● Goal
Copy out every line below that contains the word "traffic". Match case exactly.

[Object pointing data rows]
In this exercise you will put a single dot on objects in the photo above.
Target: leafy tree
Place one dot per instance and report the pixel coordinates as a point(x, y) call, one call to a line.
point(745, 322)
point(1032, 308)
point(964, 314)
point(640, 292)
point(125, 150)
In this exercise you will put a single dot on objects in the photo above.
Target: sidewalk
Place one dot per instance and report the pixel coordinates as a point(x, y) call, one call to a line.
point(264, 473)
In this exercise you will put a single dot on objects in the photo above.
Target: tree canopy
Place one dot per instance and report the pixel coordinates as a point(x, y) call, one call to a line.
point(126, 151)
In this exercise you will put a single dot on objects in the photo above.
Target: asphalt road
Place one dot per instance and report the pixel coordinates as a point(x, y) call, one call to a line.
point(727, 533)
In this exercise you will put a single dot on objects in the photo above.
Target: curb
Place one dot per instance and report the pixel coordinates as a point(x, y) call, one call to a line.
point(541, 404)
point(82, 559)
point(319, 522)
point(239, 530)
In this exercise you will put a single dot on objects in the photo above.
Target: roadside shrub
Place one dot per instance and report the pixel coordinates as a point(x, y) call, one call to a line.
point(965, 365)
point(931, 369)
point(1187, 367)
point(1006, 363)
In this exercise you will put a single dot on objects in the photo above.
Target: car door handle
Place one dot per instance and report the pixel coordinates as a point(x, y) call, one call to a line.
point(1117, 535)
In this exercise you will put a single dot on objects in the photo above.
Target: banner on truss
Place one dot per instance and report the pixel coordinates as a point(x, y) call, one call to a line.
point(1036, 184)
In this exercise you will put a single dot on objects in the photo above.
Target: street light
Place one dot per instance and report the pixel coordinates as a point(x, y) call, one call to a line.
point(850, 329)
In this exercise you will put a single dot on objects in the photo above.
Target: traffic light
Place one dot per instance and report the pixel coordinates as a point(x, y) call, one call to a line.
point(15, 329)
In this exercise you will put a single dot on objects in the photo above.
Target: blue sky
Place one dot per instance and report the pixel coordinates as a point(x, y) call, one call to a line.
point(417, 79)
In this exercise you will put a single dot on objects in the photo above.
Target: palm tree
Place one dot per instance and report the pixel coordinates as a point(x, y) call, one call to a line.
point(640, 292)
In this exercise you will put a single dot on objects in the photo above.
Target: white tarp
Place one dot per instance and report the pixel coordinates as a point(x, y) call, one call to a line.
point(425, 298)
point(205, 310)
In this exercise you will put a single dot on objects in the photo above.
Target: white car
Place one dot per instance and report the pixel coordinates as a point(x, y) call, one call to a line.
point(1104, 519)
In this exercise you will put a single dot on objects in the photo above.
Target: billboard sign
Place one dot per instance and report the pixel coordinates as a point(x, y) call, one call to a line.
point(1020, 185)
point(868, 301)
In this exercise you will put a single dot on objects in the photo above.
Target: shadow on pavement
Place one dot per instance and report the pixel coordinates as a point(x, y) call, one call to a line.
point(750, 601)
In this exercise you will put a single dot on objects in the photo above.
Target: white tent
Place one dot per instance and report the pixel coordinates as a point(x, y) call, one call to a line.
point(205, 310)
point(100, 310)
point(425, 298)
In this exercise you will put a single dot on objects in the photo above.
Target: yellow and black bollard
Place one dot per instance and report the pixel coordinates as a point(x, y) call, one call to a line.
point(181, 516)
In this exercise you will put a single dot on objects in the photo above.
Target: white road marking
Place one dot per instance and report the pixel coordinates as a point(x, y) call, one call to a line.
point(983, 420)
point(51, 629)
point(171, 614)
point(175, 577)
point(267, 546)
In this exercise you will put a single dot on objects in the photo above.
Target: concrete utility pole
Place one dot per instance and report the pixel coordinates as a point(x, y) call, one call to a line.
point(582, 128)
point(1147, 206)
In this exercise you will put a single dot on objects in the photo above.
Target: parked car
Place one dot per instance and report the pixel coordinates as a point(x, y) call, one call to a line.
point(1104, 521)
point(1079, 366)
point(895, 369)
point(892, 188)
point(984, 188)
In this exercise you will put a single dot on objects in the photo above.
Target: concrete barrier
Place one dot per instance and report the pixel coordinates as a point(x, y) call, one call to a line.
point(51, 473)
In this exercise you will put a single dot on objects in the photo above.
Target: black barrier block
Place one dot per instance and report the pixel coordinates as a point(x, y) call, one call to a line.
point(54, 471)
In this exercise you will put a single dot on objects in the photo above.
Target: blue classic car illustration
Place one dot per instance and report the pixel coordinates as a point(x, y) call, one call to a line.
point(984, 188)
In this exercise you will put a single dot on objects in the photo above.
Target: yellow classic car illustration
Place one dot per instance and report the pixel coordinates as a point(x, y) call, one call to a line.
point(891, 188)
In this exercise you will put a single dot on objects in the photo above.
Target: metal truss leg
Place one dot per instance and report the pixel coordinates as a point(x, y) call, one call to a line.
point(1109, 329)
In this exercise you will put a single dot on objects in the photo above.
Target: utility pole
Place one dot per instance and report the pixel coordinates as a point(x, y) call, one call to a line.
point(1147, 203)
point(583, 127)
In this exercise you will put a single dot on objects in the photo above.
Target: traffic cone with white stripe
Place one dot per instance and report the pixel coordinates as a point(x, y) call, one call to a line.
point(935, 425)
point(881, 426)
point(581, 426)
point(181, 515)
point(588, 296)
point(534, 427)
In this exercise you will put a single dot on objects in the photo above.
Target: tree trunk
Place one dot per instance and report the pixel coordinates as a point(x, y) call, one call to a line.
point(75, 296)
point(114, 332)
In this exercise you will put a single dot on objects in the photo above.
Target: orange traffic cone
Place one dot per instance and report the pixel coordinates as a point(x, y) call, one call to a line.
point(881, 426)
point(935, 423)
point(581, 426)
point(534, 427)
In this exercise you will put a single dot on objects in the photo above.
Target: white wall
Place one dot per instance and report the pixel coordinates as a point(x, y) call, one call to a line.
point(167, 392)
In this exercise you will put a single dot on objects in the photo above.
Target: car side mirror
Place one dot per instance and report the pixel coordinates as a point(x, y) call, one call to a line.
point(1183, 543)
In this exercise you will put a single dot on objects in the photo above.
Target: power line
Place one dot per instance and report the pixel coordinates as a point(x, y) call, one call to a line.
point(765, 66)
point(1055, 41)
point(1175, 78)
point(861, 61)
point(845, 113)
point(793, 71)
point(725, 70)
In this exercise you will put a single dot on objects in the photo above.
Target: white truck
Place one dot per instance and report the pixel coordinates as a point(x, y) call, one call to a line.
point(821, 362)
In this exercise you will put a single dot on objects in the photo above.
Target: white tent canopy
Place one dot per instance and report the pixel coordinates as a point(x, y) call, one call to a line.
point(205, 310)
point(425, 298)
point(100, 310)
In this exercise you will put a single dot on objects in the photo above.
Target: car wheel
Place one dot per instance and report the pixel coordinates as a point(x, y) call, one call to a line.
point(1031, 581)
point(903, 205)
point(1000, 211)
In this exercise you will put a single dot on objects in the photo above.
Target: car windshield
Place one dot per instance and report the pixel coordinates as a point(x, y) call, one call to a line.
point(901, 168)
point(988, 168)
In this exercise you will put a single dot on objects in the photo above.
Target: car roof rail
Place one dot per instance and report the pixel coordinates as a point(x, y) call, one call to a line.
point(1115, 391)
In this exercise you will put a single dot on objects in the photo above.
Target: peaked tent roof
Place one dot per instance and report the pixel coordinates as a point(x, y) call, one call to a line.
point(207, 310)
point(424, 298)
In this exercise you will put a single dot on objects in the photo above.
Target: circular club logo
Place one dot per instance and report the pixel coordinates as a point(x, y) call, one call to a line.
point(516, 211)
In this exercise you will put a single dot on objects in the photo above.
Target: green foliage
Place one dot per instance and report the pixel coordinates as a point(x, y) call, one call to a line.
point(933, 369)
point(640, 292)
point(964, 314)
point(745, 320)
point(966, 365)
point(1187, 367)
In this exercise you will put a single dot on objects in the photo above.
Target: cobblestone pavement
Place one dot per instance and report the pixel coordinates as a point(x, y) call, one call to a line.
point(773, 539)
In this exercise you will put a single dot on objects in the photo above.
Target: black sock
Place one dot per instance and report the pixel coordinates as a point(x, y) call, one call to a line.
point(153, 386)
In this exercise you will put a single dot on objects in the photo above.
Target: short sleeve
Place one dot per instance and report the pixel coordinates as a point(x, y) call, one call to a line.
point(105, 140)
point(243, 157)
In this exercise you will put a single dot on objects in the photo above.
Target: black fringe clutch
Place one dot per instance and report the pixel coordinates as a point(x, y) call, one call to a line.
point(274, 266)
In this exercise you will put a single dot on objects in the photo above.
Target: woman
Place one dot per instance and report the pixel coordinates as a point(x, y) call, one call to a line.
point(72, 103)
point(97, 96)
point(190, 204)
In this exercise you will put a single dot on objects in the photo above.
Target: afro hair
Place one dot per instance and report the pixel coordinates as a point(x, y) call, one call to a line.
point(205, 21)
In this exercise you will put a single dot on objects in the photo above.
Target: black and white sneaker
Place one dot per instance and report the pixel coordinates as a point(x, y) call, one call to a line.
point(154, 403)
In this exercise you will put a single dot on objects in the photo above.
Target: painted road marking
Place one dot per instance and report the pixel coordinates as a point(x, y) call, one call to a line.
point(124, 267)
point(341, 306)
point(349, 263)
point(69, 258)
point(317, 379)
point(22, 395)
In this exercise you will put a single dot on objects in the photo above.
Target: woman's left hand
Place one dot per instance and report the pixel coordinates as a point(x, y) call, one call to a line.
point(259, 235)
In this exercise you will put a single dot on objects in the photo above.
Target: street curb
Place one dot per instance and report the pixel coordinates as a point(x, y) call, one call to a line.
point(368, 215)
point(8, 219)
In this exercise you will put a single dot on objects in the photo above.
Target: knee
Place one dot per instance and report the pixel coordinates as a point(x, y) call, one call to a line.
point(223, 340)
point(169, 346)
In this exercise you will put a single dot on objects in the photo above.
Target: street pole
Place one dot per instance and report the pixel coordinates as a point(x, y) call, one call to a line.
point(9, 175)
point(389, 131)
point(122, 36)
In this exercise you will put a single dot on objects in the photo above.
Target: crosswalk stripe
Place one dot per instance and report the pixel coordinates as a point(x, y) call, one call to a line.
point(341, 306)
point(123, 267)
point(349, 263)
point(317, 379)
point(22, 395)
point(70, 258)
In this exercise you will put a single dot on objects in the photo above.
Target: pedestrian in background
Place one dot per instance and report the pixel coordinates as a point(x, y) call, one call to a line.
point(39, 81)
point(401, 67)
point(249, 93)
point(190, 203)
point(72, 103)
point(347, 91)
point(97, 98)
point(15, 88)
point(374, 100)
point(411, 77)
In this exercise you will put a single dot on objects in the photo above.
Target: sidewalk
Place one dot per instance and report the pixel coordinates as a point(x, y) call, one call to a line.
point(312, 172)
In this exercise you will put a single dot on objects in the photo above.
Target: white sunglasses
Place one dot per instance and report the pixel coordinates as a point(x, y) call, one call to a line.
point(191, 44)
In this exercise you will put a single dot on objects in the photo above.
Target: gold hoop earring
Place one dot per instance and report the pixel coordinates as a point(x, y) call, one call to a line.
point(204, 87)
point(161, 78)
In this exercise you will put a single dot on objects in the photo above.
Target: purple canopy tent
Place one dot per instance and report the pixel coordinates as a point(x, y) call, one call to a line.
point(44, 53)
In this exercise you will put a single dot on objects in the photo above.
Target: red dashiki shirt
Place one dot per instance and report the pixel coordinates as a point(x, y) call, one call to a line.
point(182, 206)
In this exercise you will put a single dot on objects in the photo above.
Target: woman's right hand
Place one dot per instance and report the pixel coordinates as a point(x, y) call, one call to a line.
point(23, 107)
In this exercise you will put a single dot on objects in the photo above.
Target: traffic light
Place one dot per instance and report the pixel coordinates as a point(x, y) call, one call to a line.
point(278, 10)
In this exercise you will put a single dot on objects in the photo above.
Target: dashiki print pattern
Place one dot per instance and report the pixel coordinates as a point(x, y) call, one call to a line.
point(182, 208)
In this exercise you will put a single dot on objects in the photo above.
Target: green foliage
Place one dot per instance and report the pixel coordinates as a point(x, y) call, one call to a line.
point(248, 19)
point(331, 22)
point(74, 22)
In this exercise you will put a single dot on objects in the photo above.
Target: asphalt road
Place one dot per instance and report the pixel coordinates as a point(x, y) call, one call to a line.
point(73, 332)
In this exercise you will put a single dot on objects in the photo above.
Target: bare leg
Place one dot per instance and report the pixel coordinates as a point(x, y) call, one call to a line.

● Task output
Target: traffic light
Target: traffic cone with white stripe
Target: orange traffic cone
Target: traffic light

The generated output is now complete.